*** Opening of DATA ***

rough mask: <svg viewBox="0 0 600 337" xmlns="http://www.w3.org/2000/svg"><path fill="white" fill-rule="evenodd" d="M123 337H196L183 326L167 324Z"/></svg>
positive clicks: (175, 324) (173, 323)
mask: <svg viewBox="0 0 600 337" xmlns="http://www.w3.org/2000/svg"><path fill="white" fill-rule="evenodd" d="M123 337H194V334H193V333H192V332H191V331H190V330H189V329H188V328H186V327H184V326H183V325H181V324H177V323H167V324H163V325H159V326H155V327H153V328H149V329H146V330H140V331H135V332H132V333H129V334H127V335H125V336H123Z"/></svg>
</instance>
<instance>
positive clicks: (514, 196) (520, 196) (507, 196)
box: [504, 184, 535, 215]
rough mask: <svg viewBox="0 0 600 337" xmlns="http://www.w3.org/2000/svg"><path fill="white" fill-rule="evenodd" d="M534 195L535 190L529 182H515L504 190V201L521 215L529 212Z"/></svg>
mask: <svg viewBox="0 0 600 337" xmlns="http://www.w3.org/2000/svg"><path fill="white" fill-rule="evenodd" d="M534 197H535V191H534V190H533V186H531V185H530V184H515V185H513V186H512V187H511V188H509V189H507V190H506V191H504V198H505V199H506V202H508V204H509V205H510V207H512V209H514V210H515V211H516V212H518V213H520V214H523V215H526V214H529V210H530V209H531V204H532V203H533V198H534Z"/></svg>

*** Close of DATA ***

§ TASK DETAILS:
Reproduce all of the data above verbatim, without altering any character.

§ RESPONSE TO THIS TASK:
rough mask: <svg viewBox="0 0 600 337" xmlns="http://www.w3.org/2000/svg"><path fill="white" fill-rule="evenodd" d="M123 337H196L183 326L167 324Z"/></svg>
positive clicks: (175, 324) (173, 323)
mask: <svg viewBox="0 0 600 337" xmlns="http://www.w3.org/2000/svg"><path fill="white" fill-rule="evenodd" d="M123 337H194V334H193V333H192V332H191V331H190V330H189V329H188V328H186V327H184V326H183V325H181V324H177V323H167V324H163V325H159V326H155V327H153V328H149V329H146V330H140V331H135V332H132V333H129V334H127V335H125V336H123Z"/></svg>
</instance>
<instance>
positive clicks: (514, 196) (520, 196) (507, 196)
box: [504, 184, 535, 215]
rough mask: <svg viewBox="0 0 600 337" xmlns="http://www.w3.org/2000/svg"><path fill="white" fill-rule="evenodd" d="M534 195L535 190L529 182H515L504 190V201L521 215L529 212Z"/></svg>
mask: <svg viewBox="0 0 600 337" xmlns="http://www.w3.org/2000/svg"><path fill="white" fill-rule="evenodd" d="M534 197H535V191H534V190H533V186H531V185H530V184H515V185H513V186H512V187H511V188H509V189H507V190H506V191H504V198H505V199H506V202H508V204H509V205H510V207H512V209H514V210H515V211H516V212H518V213H520V214H523V215H526V214H529V210H530V209H531V204H532V203H533V198H534Z"/></svg>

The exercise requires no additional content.